Each line below should be repeated exactly as written, with no pictures carried over.

※ ※ ※

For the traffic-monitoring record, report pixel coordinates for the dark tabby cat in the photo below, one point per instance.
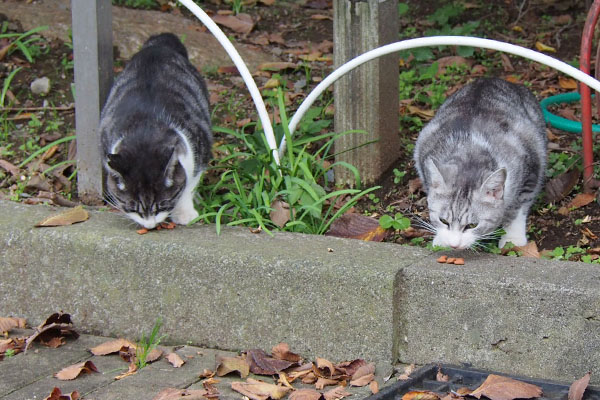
(482, 160)
(156, 134)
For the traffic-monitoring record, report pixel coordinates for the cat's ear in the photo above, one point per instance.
(493, 186)
(436, 179)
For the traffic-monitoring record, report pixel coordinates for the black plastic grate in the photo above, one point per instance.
(424, 379)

※ ※ ※

→ Result for this task:
For the traffic-monitoring record, report pixel coordinates for the dark tabby cat in the photo below, one point per instance.
(482, 160)
(156, 134)
For the traffic-monitoring record, report pixel coordinates for the cat's ear in the photo above, one point per instance.
(493, 186)
(436, 179)
For the traffic-monitoring record, report pixel coordinates for the black plastic grate in the photo above, one point per instance.
(424, 379)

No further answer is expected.